Task to carry out
Could you lay out every line of the records below as a JSON list of strings, one string per line, skipping blank lines?

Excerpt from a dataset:

══════════════════════════════

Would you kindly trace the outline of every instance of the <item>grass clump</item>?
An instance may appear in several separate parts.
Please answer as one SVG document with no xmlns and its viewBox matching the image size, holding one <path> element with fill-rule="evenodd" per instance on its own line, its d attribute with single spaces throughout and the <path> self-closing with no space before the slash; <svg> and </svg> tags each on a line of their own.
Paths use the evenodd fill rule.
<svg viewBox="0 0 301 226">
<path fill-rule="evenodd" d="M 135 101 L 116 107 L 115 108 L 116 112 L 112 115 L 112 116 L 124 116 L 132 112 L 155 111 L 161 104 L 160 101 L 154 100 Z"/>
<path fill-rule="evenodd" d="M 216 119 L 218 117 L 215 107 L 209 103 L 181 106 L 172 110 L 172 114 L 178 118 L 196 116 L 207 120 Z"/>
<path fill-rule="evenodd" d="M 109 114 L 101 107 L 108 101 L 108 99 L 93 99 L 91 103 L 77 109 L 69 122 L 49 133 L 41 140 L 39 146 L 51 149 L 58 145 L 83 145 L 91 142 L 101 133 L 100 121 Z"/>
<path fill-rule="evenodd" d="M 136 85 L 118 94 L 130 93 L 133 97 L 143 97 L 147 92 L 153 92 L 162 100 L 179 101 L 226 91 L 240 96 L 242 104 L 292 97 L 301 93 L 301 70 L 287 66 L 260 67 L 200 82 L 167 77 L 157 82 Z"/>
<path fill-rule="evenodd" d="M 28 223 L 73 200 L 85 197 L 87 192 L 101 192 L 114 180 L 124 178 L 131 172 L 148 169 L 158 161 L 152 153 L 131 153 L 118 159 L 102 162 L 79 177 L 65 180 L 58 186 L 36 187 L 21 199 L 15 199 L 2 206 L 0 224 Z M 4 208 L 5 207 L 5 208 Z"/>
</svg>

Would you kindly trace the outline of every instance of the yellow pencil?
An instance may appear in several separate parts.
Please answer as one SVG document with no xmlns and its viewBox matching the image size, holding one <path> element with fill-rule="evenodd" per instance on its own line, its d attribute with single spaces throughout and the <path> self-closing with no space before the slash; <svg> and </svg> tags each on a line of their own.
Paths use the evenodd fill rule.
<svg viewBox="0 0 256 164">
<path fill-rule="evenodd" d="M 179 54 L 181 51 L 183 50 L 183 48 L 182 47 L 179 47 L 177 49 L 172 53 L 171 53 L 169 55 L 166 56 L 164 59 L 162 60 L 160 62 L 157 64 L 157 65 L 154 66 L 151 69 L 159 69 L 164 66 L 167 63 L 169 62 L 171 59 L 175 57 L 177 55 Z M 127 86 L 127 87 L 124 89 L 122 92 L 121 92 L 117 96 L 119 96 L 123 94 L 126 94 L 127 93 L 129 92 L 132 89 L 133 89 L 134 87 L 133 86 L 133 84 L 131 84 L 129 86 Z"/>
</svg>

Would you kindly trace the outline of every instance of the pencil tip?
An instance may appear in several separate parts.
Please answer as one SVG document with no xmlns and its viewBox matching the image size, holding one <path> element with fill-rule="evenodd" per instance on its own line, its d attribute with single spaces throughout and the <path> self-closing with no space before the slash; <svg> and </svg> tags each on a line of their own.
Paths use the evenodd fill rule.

══════════════════════════════

Problem solution
[
  "Would you kindly trace the outline of every instance of the <item>grass clump</item>?",
  "An instance may appear in several separate parts.",
  "Please answer as one SVG document with no xmlns and its viewBox matching the image size, holding one <path> element with fill-rule=\"evenodd\" per instance on its own line, its d attribute with single spaces throughout and the <path> self-closing with no space before the slash; <svg> and </svg> tags each on a line of their own.",
  "Paths use the evenodd fill rule.",
  "<svg viewBox=\"0 0 301 226\">",
  "<path fill-rule=\"evenodd\" d=\"M 135 101 L 116 107 L 115 108 L 116 112 L 112 115 L 112 116 L 124 116 L 132 112 L 155 111 L 161 104 L 160 101 L 154 100 Z\"/>",
  "<path fill-rule=\"evenodd\" d=\"M 216 119 L 218 117 L 215 107 L 209 103 L 181 106 L 172 110 L 172 114 L 178 118 L 196 116 L 207 120 Z\"/>",
  "<path fill-rule=\"evenodd\" d=\"M 109 114 L 101 107 L 108 101 L 108 99 L 93 99 L 91 103 L 77 109 L 69 122 L 49 133 L 41 140 L 39 146 L 51 149 L 58 145 L 83 145 L 91 142 L 101 133 L 100 121 Z\"/>",
  "<path fill-rule=\"evenodd\" d=\"M 136 85 L 118 94 L 130 93 L 133 97 L 143 97 L 147 92 L 153 92 L 162 100 L 179 101 L 226 91 L 240 96 L 242 104 L 292 97 L 301 93 L 301 70 L 287 66 L 260 67 L 200 82 L 167 77 L 157 82 Z\"/>",
  "<path fill-rule=\"evenodd\" d=\"M 28 223 L 73 200 L 85 197 L 87 192 L 101 192 L 114 180 L 124 178 L 131 172 L 148 169 L 158 161 L 152 153 L 131 153 L 118 159 L 102 162 L 79 177 L 65 180 L 58 186 L 36 187 L 21 199 L 15 199 L 2 206 L 0 224 Z M 4 208 L 5 207 L 5 208 Z\"/>",
  "</svg>",
  "Would you kindly trace the outline of every instance of the yellow pencil?",
  "An instance may appear in several separate parts.",
  "Please answer as one SVG document with no xmlns and its viewBox matching the image size, holding one <path> element with fill-rule=\"evenodd\" per instance on its own line, its d attribute with single spaces throughout and the <path> self-closing with no space before the slash; <svg> and </svg> tags each on a line of their own.",
  "Paths use the evenodd fill rule.",
  "<svg viewBox=\"0 0 256 164\">",
  "<path fill-rule=\"evenodd\" d=\"M 179 54 L 181 51 L 183 50 L 183 48 L 182 47 L 179 47 L 177 49 L 172 53 L 171 53 L 169 55 L 166 56 L 164 59 L 162 60 L 160 62 L 157 64 L 157 65 L 154 66 L 151 69 L 159 69 L 164 66 L 167 63 L 169 62 L 171 59 L 175 57 L 177 55 Z M 127 86 L 127 87 L 124 89 L 122 92 L 121 92 L 117 96 L 119 96 L 123 94 L 126 94 L 127 93 L 129 92 L 132 89 L 133 89 L 134 87 L 133 86 L 133 84 L 131 84 L 129 86 Z\"/>",
  "</svg>",
  "Would you kindly trace the outline of every instance of the pencil tip?",
  "An instance may appear in several separate parts.",
  "Please answer as one SVG document with no xmlns and its viewBox matching the image size, holding one <path> element with fill-rule=\"evenodd\" per instance on its own line, its d attribute with single spaces throughout and the <path> self-closing with no space before the slash; <svg> and </svg> tags each on a line of their own.",
  "Paths use the evenodd fill rule."
]